(EXCERPTED TEXT)

Friday, May 11, 2012

So you want to know more...

Questions, questions and more questions...I know you must leave them and wonder if I ever read them?  Well I just takes me a minute to get them answered.  So this post will answer quite a few of them.  However, if you had a question regarding my latest dress, I plan on answering them when I do a final review.  Speaking of that dress, I ended up not wearing it in Chicago.  It was a little, okay who am I fooling, a lotta damp and chilly so I wore The Whitney Dress instead.  I hate feeling cold!

Okay, so on to the questions...
Lisa Pellegrini asked, "Have you ever been tempted to use the wrong side of a fabric as the right side?"
Of course I have and when I do I call it a designer decision and feel no need to tell anyone that I used what everyone else considered the "wrong" side of the fabric! *LOL*

Kuby asked, "Which machine company did she advertise for?"
I have no idea...I want to say Viking but I will have to dig my old pattern magazines out from the 80's and see if I can find out!

Julianne asked, "Do you preshrink your piping?"
Oh man, I feel like saying busted!  I know that I should preshrink it but honestly I never have and never had a shrinking accident which just reinforces my bad behaviour.  But all the sewing books say that you should...let that be your guide!

Sheila stated, "Regarding applying piping, have you tried an industrial piping foot on your machine?"
I do use my piping foot often when applying piping as noted in the other piping post I linked to.  It is not industrial but it is the piping foot that Janome recommends for my sewing machine.

BeeBee asked, "Do/would you ever remove the "stuffing" from the part of the piping thatwill go into the seam allowance?"
Yes, I've use flat piping as an embellishment.  But when I used that technique, it was with a flat bias binding that was folded in half, pressed and stitched into the seam.

JustGail asked, "Do you have a method to keep Fray Check from getting hard and scratchy?"
I've heard this complaint before but have never experienced it.  Have you tried Fray Block instead?  It's suppose to have a softer end result than Fray Check.

LinB discussed partial linings...
I've used a partial lining in this pants suit and can't stand the partial lining. It creeps, it creases and the hemline scratches my legs.  So I need to figure something else out.

Josh asked, "Are you still participating in the craftsy course?"

(End EXCERPTED TEXT)
(DATA)

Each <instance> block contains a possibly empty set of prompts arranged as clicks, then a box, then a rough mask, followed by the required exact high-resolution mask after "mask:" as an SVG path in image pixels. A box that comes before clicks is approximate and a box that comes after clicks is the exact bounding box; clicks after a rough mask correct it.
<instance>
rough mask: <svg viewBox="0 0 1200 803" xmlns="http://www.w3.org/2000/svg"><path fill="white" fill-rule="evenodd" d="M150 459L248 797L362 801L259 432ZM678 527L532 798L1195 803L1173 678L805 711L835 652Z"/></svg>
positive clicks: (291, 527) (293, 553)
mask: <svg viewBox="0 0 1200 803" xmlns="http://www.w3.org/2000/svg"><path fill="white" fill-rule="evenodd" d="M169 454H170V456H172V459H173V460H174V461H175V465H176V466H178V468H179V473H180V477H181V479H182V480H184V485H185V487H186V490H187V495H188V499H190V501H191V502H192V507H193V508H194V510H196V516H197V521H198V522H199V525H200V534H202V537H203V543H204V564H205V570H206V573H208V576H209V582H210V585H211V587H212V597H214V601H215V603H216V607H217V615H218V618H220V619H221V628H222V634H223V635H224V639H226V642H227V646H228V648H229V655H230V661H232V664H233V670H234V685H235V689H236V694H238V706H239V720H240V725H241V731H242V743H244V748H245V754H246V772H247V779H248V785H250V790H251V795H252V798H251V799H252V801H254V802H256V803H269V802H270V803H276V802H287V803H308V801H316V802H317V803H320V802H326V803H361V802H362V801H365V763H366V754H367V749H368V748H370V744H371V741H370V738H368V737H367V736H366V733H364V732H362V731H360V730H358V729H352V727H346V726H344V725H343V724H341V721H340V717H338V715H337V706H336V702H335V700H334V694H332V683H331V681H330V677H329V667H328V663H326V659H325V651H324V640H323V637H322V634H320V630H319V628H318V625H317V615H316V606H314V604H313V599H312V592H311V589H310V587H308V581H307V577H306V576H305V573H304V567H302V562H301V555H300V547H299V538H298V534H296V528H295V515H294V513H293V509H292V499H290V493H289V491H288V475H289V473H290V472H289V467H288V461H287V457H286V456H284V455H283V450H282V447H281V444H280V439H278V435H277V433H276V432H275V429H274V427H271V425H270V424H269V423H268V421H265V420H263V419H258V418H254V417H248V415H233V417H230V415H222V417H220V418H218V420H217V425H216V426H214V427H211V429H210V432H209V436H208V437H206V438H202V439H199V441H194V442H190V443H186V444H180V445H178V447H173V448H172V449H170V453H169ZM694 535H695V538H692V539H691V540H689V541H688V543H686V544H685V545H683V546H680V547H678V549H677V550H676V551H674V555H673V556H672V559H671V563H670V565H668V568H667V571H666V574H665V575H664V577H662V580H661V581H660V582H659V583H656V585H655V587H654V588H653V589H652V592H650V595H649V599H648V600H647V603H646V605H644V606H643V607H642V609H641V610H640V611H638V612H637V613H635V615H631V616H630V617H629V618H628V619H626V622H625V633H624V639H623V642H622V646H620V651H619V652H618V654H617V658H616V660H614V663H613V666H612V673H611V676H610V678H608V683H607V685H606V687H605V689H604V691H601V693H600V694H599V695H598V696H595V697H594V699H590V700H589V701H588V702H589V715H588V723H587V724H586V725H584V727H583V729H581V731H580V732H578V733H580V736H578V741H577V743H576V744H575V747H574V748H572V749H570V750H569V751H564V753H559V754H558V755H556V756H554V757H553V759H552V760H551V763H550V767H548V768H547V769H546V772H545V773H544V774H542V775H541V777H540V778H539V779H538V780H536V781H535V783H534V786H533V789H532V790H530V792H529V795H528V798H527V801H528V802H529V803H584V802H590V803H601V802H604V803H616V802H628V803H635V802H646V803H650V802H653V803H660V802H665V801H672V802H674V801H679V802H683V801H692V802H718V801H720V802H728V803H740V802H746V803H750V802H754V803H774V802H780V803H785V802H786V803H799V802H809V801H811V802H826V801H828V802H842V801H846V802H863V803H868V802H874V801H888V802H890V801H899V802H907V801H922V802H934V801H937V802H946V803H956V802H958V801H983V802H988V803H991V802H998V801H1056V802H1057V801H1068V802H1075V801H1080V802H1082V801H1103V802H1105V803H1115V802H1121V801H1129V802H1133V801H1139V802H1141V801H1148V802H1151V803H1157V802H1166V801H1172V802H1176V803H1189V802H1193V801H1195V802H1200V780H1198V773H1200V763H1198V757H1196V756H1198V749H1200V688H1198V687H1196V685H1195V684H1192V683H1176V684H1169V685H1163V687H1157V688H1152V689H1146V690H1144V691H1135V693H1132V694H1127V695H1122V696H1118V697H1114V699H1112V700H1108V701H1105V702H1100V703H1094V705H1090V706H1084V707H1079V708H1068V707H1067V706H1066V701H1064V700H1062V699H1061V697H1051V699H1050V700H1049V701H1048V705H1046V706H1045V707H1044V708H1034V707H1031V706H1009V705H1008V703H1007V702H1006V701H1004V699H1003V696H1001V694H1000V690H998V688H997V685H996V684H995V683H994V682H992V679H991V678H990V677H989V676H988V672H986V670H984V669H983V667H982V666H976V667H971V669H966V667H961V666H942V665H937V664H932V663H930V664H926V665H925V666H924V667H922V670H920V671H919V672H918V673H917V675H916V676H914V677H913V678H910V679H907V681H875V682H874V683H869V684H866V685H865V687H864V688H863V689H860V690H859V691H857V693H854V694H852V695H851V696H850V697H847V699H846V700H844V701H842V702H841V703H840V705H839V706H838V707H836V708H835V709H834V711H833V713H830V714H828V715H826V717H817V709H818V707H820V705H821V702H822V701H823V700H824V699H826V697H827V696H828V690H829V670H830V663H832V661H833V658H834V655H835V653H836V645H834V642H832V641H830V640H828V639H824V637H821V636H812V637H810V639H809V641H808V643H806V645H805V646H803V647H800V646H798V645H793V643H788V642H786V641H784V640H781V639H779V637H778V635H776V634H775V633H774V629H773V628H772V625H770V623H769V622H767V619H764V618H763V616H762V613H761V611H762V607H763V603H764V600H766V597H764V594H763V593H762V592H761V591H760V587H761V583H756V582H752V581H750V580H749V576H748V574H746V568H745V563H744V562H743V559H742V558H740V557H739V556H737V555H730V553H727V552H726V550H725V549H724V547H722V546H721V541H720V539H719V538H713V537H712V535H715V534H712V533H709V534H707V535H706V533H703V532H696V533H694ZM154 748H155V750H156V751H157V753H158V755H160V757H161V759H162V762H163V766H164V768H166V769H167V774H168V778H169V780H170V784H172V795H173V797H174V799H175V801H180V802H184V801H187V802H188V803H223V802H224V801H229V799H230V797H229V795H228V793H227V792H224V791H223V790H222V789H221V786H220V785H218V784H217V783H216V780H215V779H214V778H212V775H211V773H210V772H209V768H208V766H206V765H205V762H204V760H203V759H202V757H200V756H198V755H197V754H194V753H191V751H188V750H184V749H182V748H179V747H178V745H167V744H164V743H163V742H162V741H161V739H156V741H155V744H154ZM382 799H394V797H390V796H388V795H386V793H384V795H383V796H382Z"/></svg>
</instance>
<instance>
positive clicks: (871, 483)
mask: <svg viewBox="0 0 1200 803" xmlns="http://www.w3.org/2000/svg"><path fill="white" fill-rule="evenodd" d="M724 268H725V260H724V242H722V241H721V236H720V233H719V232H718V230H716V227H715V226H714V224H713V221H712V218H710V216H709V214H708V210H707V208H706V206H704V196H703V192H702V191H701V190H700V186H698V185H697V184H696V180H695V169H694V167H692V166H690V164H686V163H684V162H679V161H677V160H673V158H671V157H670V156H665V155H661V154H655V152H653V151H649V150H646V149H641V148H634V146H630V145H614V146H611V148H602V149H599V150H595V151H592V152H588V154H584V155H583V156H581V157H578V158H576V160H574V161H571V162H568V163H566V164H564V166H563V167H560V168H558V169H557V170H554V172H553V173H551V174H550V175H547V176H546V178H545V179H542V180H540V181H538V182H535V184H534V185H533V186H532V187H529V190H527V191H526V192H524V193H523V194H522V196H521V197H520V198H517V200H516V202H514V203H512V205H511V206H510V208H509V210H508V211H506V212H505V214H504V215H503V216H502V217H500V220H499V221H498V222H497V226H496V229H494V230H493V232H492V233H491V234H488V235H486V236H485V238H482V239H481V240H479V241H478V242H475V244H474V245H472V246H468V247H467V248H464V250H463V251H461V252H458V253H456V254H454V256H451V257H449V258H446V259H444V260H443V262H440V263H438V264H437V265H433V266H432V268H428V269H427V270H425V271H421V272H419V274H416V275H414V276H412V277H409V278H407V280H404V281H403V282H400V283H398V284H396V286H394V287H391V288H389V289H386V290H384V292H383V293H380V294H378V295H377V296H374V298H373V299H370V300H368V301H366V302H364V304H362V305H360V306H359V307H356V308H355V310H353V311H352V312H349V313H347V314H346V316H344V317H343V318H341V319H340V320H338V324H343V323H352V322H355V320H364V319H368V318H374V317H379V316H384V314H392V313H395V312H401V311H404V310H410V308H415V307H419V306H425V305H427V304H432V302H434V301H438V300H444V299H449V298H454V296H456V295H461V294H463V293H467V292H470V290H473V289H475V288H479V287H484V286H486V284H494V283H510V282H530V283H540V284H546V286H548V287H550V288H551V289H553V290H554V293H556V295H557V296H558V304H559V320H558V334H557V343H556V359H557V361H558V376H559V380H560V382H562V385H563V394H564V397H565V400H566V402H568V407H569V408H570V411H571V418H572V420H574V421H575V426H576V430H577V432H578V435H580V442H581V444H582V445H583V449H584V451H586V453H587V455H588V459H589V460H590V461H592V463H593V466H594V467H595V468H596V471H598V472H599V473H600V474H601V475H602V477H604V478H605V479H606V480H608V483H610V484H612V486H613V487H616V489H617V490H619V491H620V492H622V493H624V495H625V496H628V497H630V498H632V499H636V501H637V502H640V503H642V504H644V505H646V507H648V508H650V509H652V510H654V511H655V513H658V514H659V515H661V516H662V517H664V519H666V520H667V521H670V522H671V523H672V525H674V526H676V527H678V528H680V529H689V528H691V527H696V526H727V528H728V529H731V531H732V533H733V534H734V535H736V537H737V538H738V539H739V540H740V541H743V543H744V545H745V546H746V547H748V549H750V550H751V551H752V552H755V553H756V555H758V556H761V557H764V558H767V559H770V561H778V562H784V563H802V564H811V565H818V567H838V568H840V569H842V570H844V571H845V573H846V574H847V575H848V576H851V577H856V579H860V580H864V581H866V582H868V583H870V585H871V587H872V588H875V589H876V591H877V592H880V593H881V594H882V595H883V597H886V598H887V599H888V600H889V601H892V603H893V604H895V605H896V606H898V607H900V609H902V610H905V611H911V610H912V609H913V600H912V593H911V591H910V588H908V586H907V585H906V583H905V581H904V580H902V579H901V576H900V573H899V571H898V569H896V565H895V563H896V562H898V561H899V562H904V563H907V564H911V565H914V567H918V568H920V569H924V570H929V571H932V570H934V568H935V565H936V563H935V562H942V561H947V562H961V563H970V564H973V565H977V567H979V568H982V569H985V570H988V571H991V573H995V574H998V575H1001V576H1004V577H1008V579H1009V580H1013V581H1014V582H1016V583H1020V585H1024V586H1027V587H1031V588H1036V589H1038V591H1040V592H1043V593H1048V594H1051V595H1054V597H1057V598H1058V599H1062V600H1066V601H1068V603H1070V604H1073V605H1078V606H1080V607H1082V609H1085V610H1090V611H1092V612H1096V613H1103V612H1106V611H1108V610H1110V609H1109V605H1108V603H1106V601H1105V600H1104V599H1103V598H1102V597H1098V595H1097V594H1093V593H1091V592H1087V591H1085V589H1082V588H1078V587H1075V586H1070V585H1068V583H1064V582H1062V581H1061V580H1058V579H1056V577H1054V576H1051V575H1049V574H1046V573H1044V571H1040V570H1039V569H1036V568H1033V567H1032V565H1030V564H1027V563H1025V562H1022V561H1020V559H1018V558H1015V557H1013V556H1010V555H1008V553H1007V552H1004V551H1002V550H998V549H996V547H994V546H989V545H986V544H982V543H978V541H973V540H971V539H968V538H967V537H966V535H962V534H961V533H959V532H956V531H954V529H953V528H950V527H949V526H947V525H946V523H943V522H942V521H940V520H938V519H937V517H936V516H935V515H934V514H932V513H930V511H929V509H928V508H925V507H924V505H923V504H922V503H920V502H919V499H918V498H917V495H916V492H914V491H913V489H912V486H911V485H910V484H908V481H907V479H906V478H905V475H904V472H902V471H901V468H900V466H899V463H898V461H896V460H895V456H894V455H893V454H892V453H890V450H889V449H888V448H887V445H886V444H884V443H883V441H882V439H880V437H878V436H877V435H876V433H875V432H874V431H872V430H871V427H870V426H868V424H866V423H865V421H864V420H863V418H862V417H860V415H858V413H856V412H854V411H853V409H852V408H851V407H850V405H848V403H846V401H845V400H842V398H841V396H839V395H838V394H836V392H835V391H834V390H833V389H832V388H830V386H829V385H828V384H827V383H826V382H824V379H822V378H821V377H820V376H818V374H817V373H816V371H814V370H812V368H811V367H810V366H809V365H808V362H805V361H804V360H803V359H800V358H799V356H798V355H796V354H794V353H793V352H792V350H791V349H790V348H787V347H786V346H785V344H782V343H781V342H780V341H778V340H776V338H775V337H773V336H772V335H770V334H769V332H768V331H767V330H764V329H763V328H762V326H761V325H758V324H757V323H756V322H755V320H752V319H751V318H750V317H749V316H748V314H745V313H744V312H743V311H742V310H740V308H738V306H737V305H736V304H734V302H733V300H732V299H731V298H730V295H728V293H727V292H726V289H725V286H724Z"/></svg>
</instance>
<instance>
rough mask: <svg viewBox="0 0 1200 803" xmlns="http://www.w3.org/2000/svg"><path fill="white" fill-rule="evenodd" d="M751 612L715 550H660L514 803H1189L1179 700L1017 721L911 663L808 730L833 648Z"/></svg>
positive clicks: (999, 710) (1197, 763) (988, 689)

(End DATA)

ASSIGNMENT A —
In one to three sentences, explain why the writer of the sewing blog post didn't wear the latest dress in Chicago.
ASSIGNMENT B —
What product does the sewing blog post suggest trying instead of Fray Check?
ASSIGNMENT C —
From the sewing blog post, copy out everything from "Okay, so on" down to "can find out!".
The items aren't needed for any of this.

FINAL ANSWER A —
It was damp and chilly in Chicago, and the writer hates feeling cold. So the writer wore The Whitney Dress instead.

FINAL ANSWER B —
Fray Block.

FINAL ANSWER C —
Okay, so on to the questions...
Lisa Pellegrini asked, "Have you ever been tempted to use the wrong side of a fabric as the right side?"
Of course I have and when I do I call it a designer decision and feel no need to tell anyone that I used what everyone else considered the "wrong" side of the fabric! *LOL*

Kuby asked, "Which machine company did she advertise for?"
I have no idea...I want to say Viking but I will have to dig my old pattern magazines out from the 80's and see if I can find out!